Your job is to transcribe the material exactly. Keep every line.

··· MATERIAL FOR THIS EXERCISE ···

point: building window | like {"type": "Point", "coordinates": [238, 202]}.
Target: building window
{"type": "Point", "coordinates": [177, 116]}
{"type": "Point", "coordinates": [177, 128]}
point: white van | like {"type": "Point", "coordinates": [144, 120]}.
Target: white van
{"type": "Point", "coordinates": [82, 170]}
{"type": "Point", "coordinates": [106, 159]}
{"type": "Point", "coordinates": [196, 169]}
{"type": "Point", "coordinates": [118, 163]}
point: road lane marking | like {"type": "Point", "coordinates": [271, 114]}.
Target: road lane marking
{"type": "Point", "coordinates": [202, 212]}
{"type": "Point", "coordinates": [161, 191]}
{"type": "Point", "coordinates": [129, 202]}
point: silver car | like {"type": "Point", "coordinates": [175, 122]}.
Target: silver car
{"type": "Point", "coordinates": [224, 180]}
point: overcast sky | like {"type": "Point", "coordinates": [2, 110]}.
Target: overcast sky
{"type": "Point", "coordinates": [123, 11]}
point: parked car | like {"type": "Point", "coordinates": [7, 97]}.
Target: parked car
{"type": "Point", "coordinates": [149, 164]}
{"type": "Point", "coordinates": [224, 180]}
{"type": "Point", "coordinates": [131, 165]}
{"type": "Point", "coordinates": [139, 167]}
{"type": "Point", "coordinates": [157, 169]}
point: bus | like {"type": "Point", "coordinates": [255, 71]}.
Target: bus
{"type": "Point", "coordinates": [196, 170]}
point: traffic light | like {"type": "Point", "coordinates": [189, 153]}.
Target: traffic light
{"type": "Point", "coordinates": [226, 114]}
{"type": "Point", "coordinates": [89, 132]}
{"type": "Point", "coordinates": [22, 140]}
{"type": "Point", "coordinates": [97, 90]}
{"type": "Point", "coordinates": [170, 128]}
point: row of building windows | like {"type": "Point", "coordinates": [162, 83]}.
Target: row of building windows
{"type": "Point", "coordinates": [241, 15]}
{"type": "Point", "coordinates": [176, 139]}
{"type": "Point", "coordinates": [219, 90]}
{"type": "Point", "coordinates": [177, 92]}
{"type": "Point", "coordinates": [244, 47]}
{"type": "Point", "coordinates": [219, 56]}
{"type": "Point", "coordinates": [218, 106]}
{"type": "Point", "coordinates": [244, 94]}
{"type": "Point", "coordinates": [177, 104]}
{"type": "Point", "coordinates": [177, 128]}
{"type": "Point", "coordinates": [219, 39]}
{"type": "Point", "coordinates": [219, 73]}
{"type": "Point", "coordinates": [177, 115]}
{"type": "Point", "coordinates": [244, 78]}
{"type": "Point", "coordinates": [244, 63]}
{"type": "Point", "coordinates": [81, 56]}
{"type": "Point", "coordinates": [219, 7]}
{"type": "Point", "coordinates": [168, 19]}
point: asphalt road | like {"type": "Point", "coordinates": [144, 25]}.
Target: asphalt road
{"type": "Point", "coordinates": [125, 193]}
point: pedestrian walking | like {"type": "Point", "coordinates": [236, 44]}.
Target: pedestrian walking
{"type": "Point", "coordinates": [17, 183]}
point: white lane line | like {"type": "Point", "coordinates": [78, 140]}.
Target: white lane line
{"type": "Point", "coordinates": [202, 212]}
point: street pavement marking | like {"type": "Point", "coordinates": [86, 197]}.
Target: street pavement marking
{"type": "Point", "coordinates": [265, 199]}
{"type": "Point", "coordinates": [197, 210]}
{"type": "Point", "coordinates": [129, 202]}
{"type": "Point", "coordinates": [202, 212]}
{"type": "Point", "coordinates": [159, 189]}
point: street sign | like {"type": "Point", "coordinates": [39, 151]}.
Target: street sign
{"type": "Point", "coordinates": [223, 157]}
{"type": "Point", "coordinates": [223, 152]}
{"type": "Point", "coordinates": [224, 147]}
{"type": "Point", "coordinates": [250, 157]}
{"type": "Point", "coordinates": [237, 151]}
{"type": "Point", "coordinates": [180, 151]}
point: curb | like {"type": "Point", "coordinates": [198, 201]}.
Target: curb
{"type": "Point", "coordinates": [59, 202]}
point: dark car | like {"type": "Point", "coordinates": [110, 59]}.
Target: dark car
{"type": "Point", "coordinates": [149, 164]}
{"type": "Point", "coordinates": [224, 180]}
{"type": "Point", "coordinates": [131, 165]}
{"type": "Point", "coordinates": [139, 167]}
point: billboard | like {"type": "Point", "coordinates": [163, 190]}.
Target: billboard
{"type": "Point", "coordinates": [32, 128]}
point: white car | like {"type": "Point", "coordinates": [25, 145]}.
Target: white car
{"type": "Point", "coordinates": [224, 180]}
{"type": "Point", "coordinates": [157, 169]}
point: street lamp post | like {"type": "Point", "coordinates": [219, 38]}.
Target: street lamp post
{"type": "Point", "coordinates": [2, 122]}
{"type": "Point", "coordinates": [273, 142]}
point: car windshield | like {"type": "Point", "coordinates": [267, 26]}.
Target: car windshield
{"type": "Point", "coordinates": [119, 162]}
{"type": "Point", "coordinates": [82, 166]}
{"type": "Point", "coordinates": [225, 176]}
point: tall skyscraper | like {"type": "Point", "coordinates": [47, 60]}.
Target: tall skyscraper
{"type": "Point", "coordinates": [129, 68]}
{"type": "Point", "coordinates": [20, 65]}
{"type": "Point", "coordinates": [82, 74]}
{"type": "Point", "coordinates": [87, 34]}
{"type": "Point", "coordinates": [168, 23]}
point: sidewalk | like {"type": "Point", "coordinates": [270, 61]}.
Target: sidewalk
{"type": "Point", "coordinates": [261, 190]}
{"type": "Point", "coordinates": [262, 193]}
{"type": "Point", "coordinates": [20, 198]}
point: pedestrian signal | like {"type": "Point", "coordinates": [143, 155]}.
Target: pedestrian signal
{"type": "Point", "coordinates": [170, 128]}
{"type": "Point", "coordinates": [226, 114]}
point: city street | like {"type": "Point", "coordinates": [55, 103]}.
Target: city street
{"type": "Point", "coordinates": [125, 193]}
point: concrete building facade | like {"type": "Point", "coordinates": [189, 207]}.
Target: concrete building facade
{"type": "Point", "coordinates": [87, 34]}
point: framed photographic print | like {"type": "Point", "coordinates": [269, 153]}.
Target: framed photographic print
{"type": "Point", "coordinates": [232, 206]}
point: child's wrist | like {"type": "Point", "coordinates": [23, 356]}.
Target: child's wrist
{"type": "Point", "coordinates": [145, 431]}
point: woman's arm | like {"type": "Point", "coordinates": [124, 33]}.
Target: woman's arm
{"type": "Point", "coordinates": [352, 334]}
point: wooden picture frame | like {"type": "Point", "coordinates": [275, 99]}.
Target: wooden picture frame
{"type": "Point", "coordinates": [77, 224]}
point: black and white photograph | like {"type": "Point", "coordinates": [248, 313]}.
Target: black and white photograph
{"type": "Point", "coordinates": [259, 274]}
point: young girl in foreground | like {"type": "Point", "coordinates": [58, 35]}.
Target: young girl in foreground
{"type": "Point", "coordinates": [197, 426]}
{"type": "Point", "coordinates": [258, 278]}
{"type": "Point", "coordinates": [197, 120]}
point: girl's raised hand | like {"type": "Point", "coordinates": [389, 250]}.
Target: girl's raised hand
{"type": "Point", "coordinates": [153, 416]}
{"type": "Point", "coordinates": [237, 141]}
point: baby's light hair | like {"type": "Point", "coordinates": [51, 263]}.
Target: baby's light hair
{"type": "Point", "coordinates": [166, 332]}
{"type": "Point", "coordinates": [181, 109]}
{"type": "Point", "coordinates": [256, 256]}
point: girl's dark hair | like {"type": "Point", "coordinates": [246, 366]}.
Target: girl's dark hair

···

RESULT FOR THIS TASK>
point: building window | like {"type": "Point", "coordinates": [238, 202]}.
Target: building window
{"type": "Point", "coordinates": [177, 116]}
{"type": "Point", "coordinates": [177, 128]}
point: white van | like {"type": "Point", "coordinates": [144, 120]}.
Target: white van
{"type": "Point", "coordinates": [82, 170]}
{"type": "Point", "coordinates": [106, 159]}
{"type": "Point", "coordinates": [196, 169]}
{"type": "Point", "coordinates": [118, 163]}
point: road lane marking | like {"type": "Point", "coordinates": [271, 114]}.
Target: road lane marking
{"type": "Point", "coordinates": [202, 212]}
{"type": "Point", "coordinates": [161, 191]}
{"type": "Point", "coordinates": [129, 202]}
point: silver car | like {"type": "Point", "coordinates": [175, 122]}.
Target: silver car
{"type": "Point", "coordinates": [224, 180]}
point: overcast sky | like {"type": "Point", "coordinates": [2, 110]}.
Target: overcast sky
{"type": "Point", "coordinates": [123, 11]}
point: parked car | like {"type": "Point", "coordinates": [7, 97]}.
Target: parked car
{"type": "Point", "coordinates": [149, 164]}
{"type": "Point", "coordinates": [224, 180]}
{"type": "Point", "coordinates": [131, 165]}
{"type": "Point", "coordinates": [139, 167]}
{"type": "Point", "coordinates": [157, 169]}
point: bus | like {"type": "Point", "coordinates": [255, 71]}.
Target: bus
{"type": "Point", "coordinates": [196, 170]}
point: traffic light | like {"type": "Point", "coordinates": [189, 153]}.
Target: traffic light
{"type": "Point", "coordinates": [226, 114]}
{"type": "Point", "coordinates": [89, 132]}
{"type": "Point", "coordinates": [22, 140]}
{"type": "Point", "coordinates": [97, 90]}
{"type": "Point", "coordinates": [170, 128]}
point: row of building windows | like {"type": "Point", "coordinates": [162, 83]}.
Target: row of building windows
{"type": "Point", "coordinates": [241, 15]}
{"type": "Point", "coordinates": [176, 139]}
{"type": "Point", "coordinates": [219, 90]}
{"type": "Point", "coordinates": [177, 92]}
{"type": "Point", "coordinates": [244, 47]}
{"type": "Point", "coordinates": [219, 56]}
{"type": "Point", "coordinates": [218, 106]}
{"type": "Point", "coordinates": [244, 94]}
{"type": "Point", "coordinates": [177, 104]}
{"type": "Point", "coordinates": [177, 128]}
{"type": "Point", "coordinates": [219, 39]}
{"type": "Point", "coordinates": [219, 73]}
{"type": "Point", "coordinates": [177, 115]}
{"type": "Point", "coordinates": [244, 78]}
{"type": "Point", "coordinates": [244, 63]}
{"type": "Point", "coordinates": [81, 56]}
{"type": "Point", "coordinates": [219, 7]}
{"type": "Point", "coordinates": [168, 19]}
point: asphalt road | like {"type": "Point", "coordinates": [144, 25]}.
Target: asphalt road
{"type": "Point", "coordinates": [125, 193]}
point: pedestrian walking | like {"type": "Point", "coordinates": [236, 44]}.
Target: pedestrian walking
{"type": "Point", "coordinates": [17, 183]}
point: white lane line | like {"type": "Point", "coordinates": [78, 140]}.
Target: white lane line
{"type": "Point", "coordinates": [202, 212]}
point: street pavement marking | like {"type": "Point", "coordinates": [86, 197]}.
Target: street pavement marking
{"type": "Point", "coordinates": [265, 199]}
{"type": "Point", "coordinates": [197, 210]}
{"type": "Point", "coordinates": [129, 202]}
{"type": "Point", "coordinates": [202, 212]}
{"type": "Point", "coordinates": [159, 189]}
point: street sign | like {"type": "Point", "coordinates": [39, 151]}.
Target: street sign
{"type": "Point", "coordinates": [223, 157]}
{"type": "Point", "coordinates": [223, 152]}
{"type": "Point", "coordinates": [224, 147]}
{"type": "Point", "coordinates": [250, 157]}
{"type": "Point", "coordinates": [237, 151]}
{"type": "Point", "coordinates": [180, 151]}
point: curb | like {"type": "Point", "coordinates": [198, 201]}.
Target: curb
{"type": "Point", "coordinates": [59, 202]}
point: dark car | like {"type": "Point", "coordinates": [110, 59]}.
Target: dark car
{"type": "Point", "coordinates": [149, 164]}
{"type": "Point", "coordinates": [224, 180]}
{"type": "Point", "coordinates": [131, 165]}
{"type": "Point", "coordinates": [139, 167]}
point: billboard | like {"type": "Point", "coordinates": [163, 190]}.
Target: billboard
{"type": "Point", "coordinates": [32, 128]}
point: white car | like {"type": "Point", "coordinates": [25, 145]}.
Target: white car
{"type": "Point", "coordinates": [224, 180]}
{"type": "Point", "coordinates": [157, 169]}
point: street lamp post | like {"type": "Point", "coordinates": [219, 38]}.
Target: street lamp post
{"type": "Point", "coordinates": [2, 122]}
{"type": "Point", "coordinates": [273, 142]}
point: car windshield | like {"type": "Point", "coordinates": [267, 26]}.
Target: car windshield
{"type": "Point", "coordinates": [119, 162]}
{"type": "Point", "coordinates": [82, 166]}
{"type": "Point", "coordinates": [225, 176]}
point: tall skyscraper | like {"type": "Point", "coordinates": [47, 60]}.
Target: tall skyscraper
{"type": "Point", "coordinates": [129, 68]}
{"type": "Point", "coordinates": [20, 65]}
{"type": "Point", "coordinates": [82, 74]}
{"type": "Point", "coordinates": [87, 34]}
{"type": "Point", "coordinates": [168, 23]}
point: sidewalk | like {"type": "Point", "coordinates": [270, 61]}.
Target: sidewalk
{"type": "Point", "coordinates": [261, 190]}
{"type": "Point", "coordinates": [262, 193]}
{"type": "Point", "coordinates": [20, 198]}
point: pedestrian signal | like {"type": "Point", "coordinates": [143, 155]}.
Target: pedestrian signal
{"type": "Point", "coordinates": [170, 128]}
{"type": "Point", "coordinates": [226, 114]}
point: city street | like {"type": "Point", "coordinates": [55, 103]}.
Target: city street
{"type": "Point", "coordinates": [125, 193]}
point: concrete building facade | like {"type": "Point", "coordinates": [189, 207]}.
Target: concrete building facade
{"type": "Point", "coordinates": [87, 34]}
point: framed photographic print | like {"type": "Point", "coordinates": [269, 153]}.
Target: framed photographic print
{"type": "Point", "coordinates": [232, 206]}
point: child's wrist | like {"type": "Point", "coordinates": [23, 356]}.
Target: child's wrist
{"type": "Point", "coordinates": [145, 431]}
point: woman's arm | like {"type": "Point", "coordinates": [124, 33]}.
Target: woman's arm
{"type": "Point", "coordinates": [352, 334]}
point: wooden picture frame | like {"type": "Point", "coordinates": [275, 99]}.
Target: wooden picture frame
{"type": "Point", "coordinates": [77, 224]}
point: black and white photograph | like {"type": "Point", "coordinates": [248, 313]}.
Target: black and white photograph
{"type": "Point", "coordinates": [259, 274]}
point: young girl in foreground | like {"type": "Point", "coordinates": [58, 35]}.
Target: young girl in foreground
{"type": "Point", "coordinates": [197, 426]}
{"type": "Point", "coordinates": [258, 278]}
{"type": "Point", "coordinates": [197, 120]}
point: girl's raised hand | like {"type": "Point", "coordinates": [389, 250]}.
Target: girl's raised hand
{"type": "Point", "coordinates": [153, 416]}
{"type": "Point", "coordinates": [237, 141]}
point: baby's light hair | like {"type": "Point", "coordinates": [51, 263]}.
Target: baby's light hair
{"type": "Point", "coordinates": [166, 332]}
{"type": "Point", "coordinates": [181, 109]}
{"type": "Point", "coordinates": [256, 256]}
point: girl's dark hair | like {"type": "Point", "coordinates": [246, 366]}.
Target: girl's dark hair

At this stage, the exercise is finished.